INSTRUCTIONS FOR THE TASK:
Your answer should be one number, the count of lines in the listing below containing the word "white".

***** EXTRACTED DATA

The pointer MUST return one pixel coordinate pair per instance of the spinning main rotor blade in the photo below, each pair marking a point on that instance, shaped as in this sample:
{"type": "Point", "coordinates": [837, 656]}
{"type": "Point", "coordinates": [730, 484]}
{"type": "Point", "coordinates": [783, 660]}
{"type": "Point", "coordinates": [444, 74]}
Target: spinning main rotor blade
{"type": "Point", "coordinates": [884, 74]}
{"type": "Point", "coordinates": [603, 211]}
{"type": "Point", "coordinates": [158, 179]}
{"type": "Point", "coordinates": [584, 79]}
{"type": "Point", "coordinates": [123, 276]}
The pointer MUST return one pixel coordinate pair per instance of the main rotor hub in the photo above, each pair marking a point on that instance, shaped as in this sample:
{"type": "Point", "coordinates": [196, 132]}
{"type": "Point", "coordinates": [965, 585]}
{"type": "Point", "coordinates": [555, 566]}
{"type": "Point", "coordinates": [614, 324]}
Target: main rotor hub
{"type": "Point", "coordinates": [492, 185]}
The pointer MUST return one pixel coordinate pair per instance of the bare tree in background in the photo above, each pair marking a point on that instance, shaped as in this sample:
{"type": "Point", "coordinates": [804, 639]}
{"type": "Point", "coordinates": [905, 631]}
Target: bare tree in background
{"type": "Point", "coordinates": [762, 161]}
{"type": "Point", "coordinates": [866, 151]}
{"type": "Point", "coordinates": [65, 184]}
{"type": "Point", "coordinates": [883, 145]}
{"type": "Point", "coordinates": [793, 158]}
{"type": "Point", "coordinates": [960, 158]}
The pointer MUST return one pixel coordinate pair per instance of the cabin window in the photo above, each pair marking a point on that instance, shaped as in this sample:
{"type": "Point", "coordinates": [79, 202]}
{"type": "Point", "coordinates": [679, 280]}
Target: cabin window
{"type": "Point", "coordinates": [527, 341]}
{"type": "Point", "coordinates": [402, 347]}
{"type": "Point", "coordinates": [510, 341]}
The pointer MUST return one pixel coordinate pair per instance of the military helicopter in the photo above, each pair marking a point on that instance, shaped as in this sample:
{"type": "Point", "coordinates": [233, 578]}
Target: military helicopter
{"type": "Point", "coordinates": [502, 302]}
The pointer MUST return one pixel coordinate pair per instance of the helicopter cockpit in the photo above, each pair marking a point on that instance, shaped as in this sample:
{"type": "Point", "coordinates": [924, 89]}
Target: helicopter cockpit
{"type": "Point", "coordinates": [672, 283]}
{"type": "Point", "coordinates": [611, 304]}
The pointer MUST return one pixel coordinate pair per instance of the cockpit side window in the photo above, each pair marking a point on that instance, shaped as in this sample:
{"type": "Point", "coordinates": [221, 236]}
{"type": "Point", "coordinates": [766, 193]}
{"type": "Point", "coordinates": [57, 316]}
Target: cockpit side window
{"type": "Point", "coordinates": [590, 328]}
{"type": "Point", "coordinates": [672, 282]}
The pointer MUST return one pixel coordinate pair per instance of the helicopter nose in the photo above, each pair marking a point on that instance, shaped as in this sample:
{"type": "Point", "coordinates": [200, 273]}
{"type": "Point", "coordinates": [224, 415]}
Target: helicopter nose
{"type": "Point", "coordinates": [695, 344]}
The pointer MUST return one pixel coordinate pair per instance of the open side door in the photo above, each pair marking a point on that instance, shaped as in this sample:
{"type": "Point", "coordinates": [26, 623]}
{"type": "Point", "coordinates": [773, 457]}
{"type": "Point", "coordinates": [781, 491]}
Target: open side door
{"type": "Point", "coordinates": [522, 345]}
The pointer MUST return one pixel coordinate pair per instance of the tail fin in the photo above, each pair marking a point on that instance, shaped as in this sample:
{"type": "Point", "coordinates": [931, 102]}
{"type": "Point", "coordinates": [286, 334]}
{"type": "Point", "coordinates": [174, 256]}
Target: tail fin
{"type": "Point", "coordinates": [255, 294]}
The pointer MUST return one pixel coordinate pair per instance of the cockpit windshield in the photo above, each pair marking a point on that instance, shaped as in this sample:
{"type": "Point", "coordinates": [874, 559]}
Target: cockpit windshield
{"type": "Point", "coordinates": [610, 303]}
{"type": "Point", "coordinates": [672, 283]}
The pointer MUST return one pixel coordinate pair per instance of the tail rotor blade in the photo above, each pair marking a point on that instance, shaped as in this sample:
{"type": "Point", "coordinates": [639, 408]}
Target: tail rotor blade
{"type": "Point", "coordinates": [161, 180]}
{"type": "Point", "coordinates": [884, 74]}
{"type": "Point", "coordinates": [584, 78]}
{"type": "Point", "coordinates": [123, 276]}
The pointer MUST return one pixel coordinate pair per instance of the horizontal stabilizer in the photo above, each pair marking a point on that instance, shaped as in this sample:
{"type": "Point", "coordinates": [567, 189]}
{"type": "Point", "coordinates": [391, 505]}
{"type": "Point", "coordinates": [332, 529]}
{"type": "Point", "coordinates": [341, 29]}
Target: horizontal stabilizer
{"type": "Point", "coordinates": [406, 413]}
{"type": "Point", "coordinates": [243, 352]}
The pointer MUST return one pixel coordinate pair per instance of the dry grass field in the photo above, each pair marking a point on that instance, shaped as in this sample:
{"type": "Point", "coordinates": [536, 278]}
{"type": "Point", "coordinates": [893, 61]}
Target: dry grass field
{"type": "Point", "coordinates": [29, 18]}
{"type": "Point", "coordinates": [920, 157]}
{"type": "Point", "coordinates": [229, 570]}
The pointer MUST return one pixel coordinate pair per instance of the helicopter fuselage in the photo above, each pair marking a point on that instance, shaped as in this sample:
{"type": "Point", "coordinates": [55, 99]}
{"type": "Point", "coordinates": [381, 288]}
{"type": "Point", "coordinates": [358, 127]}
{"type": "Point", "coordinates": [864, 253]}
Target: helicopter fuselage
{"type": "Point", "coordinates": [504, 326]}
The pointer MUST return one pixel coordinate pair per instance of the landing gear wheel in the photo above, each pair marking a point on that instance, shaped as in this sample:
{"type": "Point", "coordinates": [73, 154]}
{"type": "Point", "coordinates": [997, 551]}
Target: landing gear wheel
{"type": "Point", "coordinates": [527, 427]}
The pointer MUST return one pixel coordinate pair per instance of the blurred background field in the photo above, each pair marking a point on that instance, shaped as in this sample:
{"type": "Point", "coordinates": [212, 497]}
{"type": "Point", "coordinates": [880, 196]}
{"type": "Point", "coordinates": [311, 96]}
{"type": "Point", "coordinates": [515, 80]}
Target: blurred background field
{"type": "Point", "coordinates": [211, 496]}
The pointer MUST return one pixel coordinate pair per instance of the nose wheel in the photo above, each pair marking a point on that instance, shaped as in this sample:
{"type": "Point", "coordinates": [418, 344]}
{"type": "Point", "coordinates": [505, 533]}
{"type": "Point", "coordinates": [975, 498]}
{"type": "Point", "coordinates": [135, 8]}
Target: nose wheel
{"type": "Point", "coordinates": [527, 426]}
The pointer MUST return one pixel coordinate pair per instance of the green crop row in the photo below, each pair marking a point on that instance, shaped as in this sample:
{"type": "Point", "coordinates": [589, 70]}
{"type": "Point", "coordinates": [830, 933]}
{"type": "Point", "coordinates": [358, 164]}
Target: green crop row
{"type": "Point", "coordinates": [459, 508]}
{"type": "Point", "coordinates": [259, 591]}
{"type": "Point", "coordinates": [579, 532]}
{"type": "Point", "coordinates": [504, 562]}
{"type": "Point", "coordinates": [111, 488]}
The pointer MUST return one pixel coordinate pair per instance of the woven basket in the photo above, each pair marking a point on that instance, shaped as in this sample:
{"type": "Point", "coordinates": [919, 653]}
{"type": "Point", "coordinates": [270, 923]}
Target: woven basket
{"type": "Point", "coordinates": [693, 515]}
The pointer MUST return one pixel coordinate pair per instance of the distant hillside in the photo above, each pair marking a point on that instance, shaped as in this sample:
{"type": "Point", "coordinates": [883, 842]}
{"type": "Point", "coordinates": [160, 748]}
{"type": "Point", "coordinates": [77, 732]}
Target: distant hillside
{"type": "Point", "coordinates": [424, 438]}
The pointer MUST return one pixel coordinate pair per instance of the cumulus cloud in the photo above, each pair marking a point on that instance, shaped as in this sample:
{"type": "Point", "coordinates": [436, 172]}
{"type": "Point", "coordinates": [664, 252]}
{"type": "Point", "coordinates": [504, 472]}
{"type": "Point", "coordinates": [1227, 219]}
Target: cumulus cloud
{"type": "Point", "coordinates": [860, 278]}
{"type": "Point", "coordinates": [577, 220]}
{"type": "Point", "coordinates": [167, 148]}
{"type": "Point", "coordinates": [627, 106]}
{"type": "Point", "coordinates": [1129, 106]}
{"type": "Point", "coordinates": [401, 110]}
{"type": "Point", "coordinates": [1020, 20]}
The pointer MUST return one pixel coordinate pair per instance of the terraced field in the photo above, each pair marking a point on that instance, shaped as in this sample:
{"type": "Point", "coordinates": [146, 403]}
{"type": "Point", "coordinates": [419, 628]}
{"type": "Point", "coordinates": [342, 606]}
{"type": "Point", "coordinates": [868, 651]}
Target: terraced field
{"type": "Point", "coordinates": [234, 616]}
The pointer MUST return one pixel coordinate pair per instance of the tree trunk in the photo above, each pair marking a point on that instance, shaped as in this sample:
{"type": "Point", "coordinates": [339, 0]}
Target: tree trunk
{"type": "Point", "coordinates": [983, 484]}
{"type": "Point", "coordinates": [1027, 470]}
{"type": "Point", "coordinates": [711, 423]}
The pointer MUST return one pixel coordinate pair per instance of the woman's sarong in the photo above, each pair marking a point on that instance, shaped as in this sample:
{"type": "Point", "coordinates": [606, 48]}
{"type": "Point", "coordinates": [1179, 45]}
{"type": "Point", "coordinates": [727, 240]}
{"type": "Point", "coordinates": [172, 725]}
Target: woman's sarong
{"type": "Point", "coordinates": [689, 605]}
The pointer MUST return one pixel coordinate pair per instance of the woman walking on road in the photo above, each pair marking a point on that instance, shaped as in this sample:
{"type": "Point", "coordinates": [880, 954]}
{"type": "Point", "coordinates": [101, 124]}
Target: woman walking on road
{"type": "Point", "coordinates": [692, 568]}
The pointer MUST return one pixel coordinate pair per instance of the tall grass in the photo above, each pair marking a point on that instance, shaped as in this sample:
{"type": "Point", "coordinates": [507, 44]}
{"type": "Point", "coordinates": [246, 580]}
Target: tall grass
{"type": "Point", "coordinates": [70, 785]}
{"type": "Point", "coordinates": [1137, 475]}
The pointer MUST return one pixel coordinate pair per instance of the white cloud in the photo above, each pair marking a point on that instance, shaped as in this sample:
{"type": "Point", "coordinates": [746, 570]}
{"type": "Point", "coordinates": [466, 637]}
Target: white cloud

**********

RESPONSE TO THIS TASK:
2